• Input:
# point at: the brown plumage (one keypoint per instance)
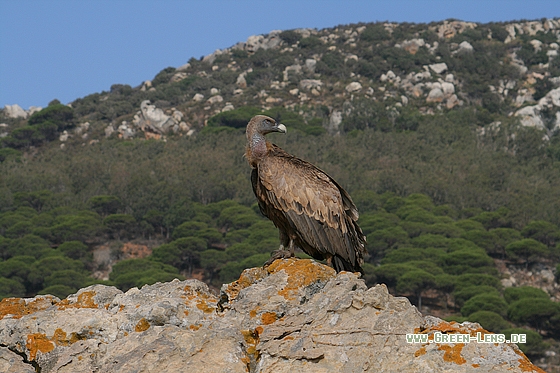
(308, 207)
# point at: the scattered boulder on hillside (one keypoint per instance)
(154, 120)
(295, 315)
(14, 111)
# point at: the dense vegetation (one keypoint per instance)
(443, 195)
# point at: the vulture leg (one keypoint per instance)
(282, 252)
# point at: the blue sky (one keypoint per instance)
(68, 49)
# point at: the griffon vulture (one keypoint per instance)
(311, 211)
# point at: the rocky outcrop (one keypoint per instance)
(294, 316)
(14, 111)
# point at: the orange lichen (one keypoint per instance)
(251, 337)
(38, 342)
(301, 272)
(525, 364)
(253, 312)
(420, 352)
(248, 277)
(268, 318)
(453, 353)
(85, 300)
(142, 325)
(59, 337)
(17, 307)
(204, 307)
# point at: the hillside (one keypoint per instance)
(447, 135)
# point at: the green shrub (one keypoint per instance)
(485, 302)
(514, 294)
(489, 320)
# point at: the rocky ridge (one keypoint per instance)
(437, 87)
(293, 316)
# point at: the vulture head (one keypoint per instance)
(261, 125)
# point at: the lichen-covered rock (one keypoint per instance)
(293, 316)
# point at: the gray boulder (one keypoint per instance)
(296, 315)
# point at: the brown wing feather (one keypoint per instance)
(300, 198)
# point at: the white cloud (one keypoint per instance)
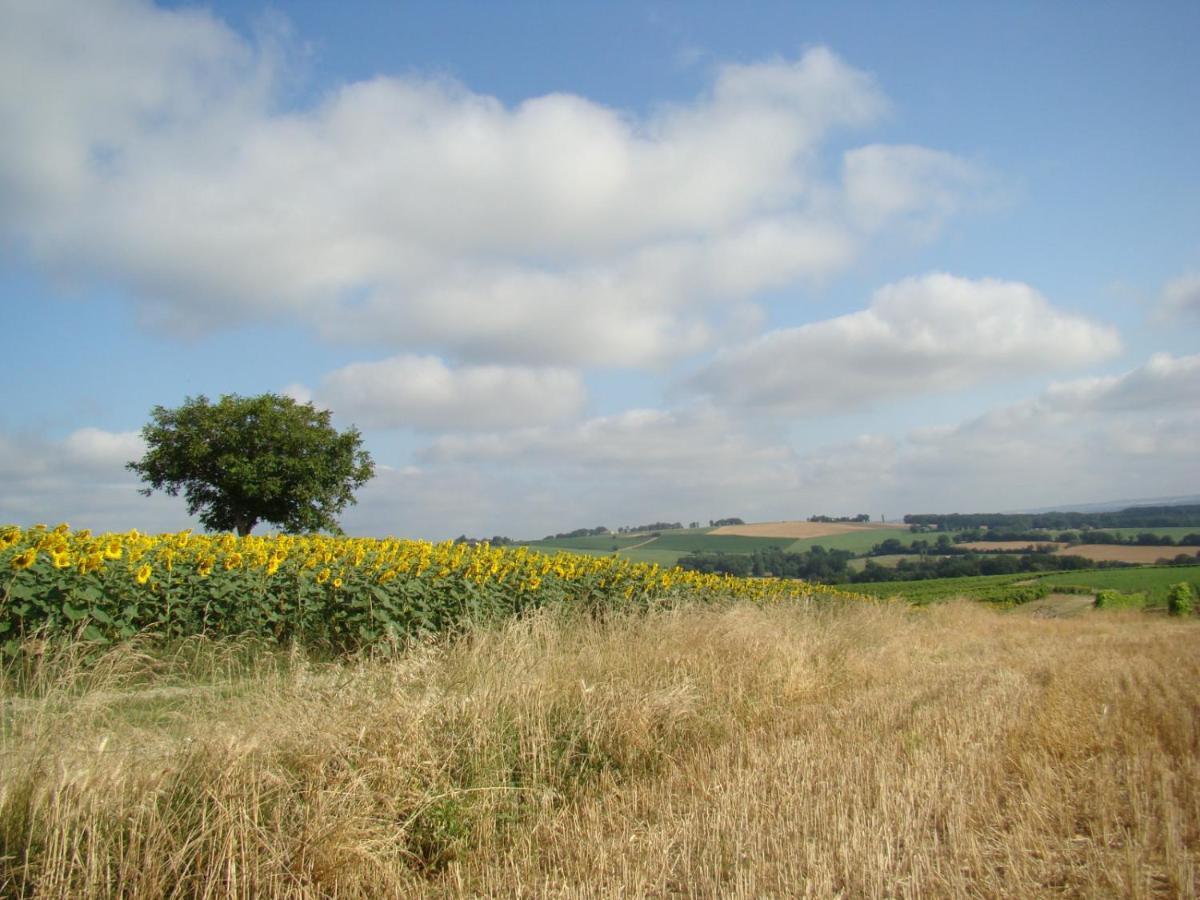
(1087, 439)
(100, 450)
(148, 148)
(82, 480)
(1164, 383)
(639, 441)
(935, 333)
(1181, 297)
(424, 393)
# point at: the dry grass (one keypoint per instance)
(862, 751)
(1125, 552)
(801, 531)
(1008, 545)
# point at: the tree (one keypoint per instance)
(249, 460)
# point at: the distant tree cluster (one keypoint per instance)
(1132, 517)
(651, 527)
(580, 533)
(247, 460)
(831, 567)
(1145, 539)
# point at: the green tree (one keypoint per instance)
(249, 460)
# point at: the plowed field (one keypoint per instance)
(801, 529)
(1123, 553)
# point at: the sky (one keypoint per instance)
(609, 263)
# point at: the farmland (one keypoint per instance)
(1153, 581)
(333, 592)
(712, 750)
(665, 547)
(1126, 552)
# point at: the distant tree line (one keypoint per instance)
(831, 567)
(579, 533)
(815, 564)
(496, 540)
(1145, 539)
(651, 527)
(1131, 517)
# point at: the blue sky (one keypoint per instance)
(576, 264)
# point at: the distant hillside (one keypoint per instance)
(1146, 516)
(1116, 505)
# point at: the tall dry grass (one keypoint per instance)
(737, 751)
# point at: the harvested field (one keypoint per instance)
(1008, 546)
(801, 529)
(1121, 553)
(861, 751)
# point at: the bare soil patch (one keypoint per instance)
(984, 546)
(1054, 606)
(1122, 553)
(801, 529)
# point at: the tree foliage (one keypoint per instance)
(249, 460)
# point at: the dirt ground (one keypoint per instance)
(802, 529)
(1053, 606)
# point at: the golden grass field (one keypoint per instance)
(721, 751)
(801, 531)
(1125, 553)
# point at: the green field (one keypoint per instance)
(669, 546)
(1152, 580)
(599, 543)
(856, 541)
(1175, 532)
(979, 587)
(706, 543)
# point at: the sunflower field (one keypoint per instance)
(342, 593)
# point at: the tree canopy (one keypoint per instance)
(247, 460)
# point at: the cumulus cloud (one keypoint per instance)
(150, 148)
(930, 334)
(634, 441)
(82, 479)
(1181, 297)
(1132, 435)
(424, 393)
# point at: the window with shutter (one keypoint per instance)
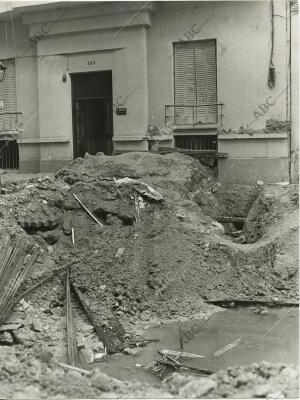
(8, 97)
(195, 82)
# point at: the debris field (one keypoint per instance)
(108, 244)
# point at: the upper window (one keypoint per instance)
(8, 97)
(195, 82)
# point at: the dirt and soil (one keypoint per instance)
(165, 266)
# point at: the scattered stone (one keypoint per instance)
(120, 252)
(262, 390)
(197, 388)
(6, 339)
(52, 237)
(103, 382)
(88, 354)
(36, 326)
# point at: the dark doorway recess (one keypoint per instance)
(9, 154)
(92, 113)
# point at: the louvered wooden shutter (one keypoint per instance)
(185, 84)
(8, 94)
(195, 82)
(205, 61)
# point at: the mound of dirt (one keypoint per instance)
(24, 376)
(176, 256)
(152, 259)
(274, 212)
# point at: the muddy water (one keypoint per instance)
(272, 337)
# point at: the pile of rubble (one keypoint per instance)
(142, 237)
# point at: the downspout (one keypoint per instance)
(271, 74)
(289, 87)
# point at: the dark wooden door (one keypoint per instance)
(92, 113)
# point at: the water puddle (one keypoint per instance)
(272, 337)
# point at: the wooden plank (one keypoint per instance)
(88, 211)
(111, 333)
(183, 354)
(73, 356)
(227, 347)
(14, 267)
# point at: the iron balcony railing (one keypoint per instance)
(10, 122)
(196, 115)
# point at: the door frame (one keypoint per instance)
(73, 99)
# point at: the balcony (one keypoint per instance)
(10, 124)
(10, 127)
(197, 116)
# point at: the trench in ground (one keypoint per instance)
(271, 337)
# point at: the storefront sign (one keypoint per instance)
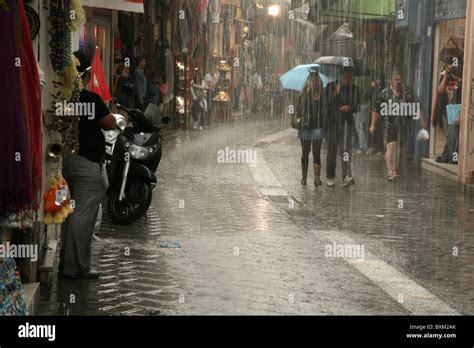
(120, 5)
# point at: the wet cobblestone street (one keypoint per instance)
(223, 238)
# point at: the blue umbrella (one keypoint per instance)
(295, 78)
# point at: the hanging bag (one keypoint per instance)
(453, 111)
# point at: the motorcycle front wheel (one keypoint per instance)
(134, 205)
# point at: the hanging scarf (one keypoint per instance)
(20, 134)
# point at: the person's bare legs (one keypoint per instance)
(390, 156)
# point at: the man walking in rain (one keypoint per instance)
(343, 102)
(400, 107)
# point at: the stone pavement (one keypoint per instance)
(254, 241)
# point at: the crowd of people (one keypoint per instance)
(145, 90)
(339, 111)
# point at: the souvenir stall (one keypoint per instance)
(34, 200)
(20, 140)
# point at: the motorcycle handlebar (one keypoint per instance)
(121, 107)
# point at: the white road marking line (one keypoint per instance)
(402, 289)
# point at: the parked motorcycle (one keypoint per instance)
(136, 155)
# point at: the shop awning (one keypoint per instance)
(343, 10)
(120, 5)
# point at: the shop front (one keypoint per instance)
(449, 51)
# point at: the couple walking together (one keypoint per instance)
(327, 113)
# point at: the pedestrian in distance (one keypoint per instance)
(199, 107)
(309, 120)
(343, 102)
(375, 141)
(140, 82)
(399, 107)
(123, 79)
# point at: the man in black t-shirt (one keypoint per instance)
(85, 174)
(343, 98)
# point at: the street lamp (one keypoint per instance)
(274, 10)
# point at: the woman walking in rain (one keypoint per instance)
(309, 120)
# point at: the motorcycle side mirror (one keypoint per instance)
(166, 120)
(127, 89)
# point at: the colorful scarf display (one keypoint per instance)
(20, 131)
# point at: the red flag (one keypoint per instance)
(98, 82)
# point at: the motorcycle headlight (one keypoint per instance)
(138, 152)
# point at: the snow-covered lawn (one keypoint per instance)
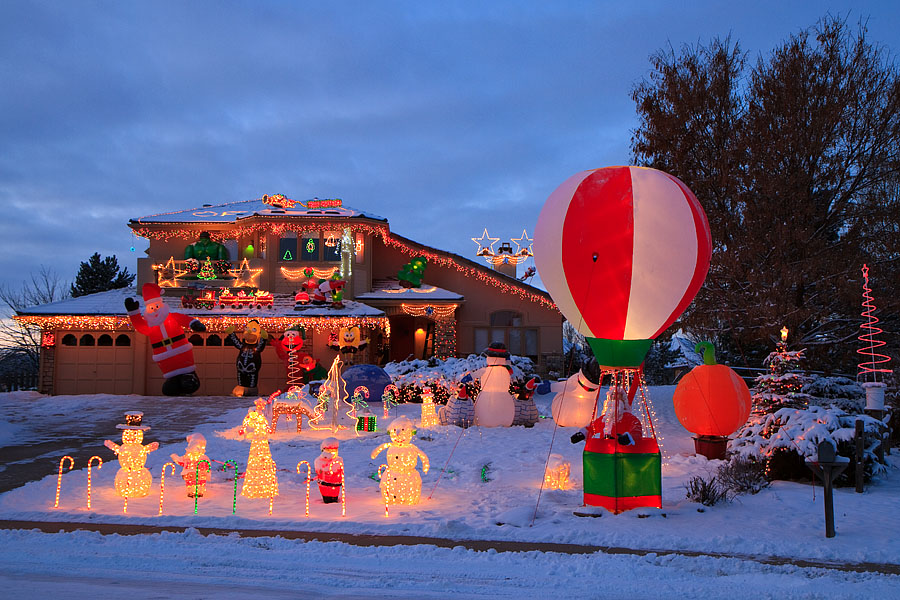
(784, 520)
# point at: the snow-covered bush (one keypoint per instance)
(707, 492)
(743, 475)
(444, 375)
(789, 436)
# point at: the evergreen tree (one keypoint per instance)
(780, 388)
(99, 275)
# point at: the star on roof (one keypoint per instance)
(485, 250)
(524, 248)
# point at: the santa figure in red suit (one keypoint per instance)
(330, 471)
(172, 351)
(615, 422)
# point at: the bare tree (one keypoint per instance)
(797, 162)
(22, 341)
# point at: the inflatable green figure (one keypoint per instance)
(206, 248)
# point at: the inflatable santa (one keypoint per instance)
(172, 351)
(615, 422)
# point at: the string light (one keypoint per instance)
(308, 479)
(871, 330)
(308, 273)
(400, 481)
(162, 483)
(99, 466)
(217, 325)
(429, 417)
(59, 478)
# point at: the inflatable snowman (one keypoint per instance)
(573, 405)
(495, 406)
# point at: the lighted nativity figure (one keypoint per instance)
(615, 422)
(400, 482)
(260, 480)
(133, 479)
(194, 465)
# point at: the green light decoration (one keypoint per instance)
(233, 465)
(197, 481)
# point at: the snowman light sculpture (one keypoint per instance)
(495, 406)
(133, 478)
(401, 482)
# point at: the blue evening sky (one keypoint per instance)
(444, 117)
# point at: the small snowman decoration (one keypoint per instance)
(133, 479)
(495, 406)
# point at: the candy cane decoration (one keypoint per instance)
(99, 465)
(197, 482)
(308, 479)
(59, 479)
(389, 397)
(381, 470)
(233, 465)
(162, 482)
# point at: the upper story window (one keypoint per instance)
(314, 246)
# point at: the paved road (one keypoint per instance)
(45, 429)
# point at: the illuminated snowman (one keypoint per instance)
(133, 479)
(495, 406)
(400, 482)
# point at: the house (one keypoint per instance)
(229, 263)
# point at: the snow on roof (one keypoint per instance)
(112, 302)
(233, 212)
(389, 289)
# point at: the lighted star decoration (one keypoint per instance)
(167, 273)
(245, 276)
(524, 244)
(485, 249)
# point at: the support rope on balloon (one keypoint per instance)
(308, 479)
(197, 481)
(233, 465)
(99, 465)
(59, 478)
(162, 483)
(565, 389)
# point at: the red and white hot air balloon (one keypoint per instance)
(622, 251)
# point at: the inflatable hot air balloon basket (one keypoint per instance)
(621, 477)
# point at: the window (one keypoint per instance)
(287, 247)
(506, 327)
(332, 246)
(310, 247)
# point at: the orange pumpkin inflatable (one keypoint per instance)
(712, 400)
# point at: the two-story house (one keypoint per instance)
(229, 263)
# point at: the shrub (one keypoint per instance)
(743, 475)
(707, 492)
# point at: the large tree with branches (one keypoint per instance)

• What is asked: Please raise every point coordinate by 100 and write the rows out again, "point at" lines included, starting at the first row and going on through the line with "(1116, 505)". Leave the pictures out of your answer.

• Task output:
# point at: the brown plumage (one keypoint per instance)
(408, 307)
# point at: the scattered boulder on hillside (one keypoint per instance)
(254, 220)
(395, 415)
(114, 211)
# point at: the dense vegetation (one keypoint per instance)
(543, 295)
# point at: the vulture leg (one keypoint per instance)
(382, 352)
# point at: the blue sky (one keypoint per instance)
(168, 149)
# point at: the griffon vulture (one keypoint per instance)
(411, 311)
# point at: the rocky outcrop (one keypoint per instance)
(394, 416)
(114, 211)
# point at: the orange lichen (one keypoint per instance)
(351, 437)
(138, 442)
(401, 372)
(625, 464)
(353, 412)
(520, 452)
(348, 377)
(368, 418)
(553, 453)
(185, 400)
(242, 425)
(159, 437)
(117, 407)
(304, 407)
# point at: the hillside (one keypoint per instance)
(547, 235)
# point at: the green shrub (one keypoint per instance)
(585, 402)
(614, 394)
(589, 420)
# point at: the rocky ridge (one keypoint per instance)
(537, 187)
(393, 416)
# point at: the vulture head (one keypoint per instance)
(361, 225)
# point at: the lichen-covered rock (one keypoint per instance)
(393, 416)
# point at: the gray boulder (one keypoint per instance)
(396, 415)
# point at: the brown wing feather (one keypoint per instance)
(400, 298)
# point at: the white cloud (one keypoint per instance)
(1187, 539)
(200, 550)
(248, 248)
(182, 580)
(1264, 483)
(739, 541)
(1035, 433)
(1281, 397)
(524, 493)
# point at: the dry grass (one keypoint per instance)
(962, 851)
(1225, 652)
(901, 631)
(1108, 645)
# point at: the tree (one keypoint per instance)
(349, 560)
# point at: the distant tree cluster (one keypoint per instance)
(1232, 617)
(751, 627)
(680, 633)
(347, 560)
(931, 667)
(1245, 639)
# point at: the green tree (one keypoint per instance)
(349, 560)
# point at: the plowed field (one keypoint per instance)
(901, 629)
(1223, 653)
# point at: the sky (one keypoint per instance)
(709, 363)
# point at: the farmland (one keypoint per instance)
(1253, 681)
(433, 692)
(812, 850)
(765, 647)
(1226, 652)
# point at: the distant tree line (one keypoint per instance)
(931, 667)
(679, 633)
(915, 664)
(596, 640)
(1245, 639)
(751, 627)
(1231, 617)
# point at: the blue sky (one keypoint per instance)
(676, 364)
# point at: the distant hillside (one keypoint per instance)
(1246, 616)
(1216, 605)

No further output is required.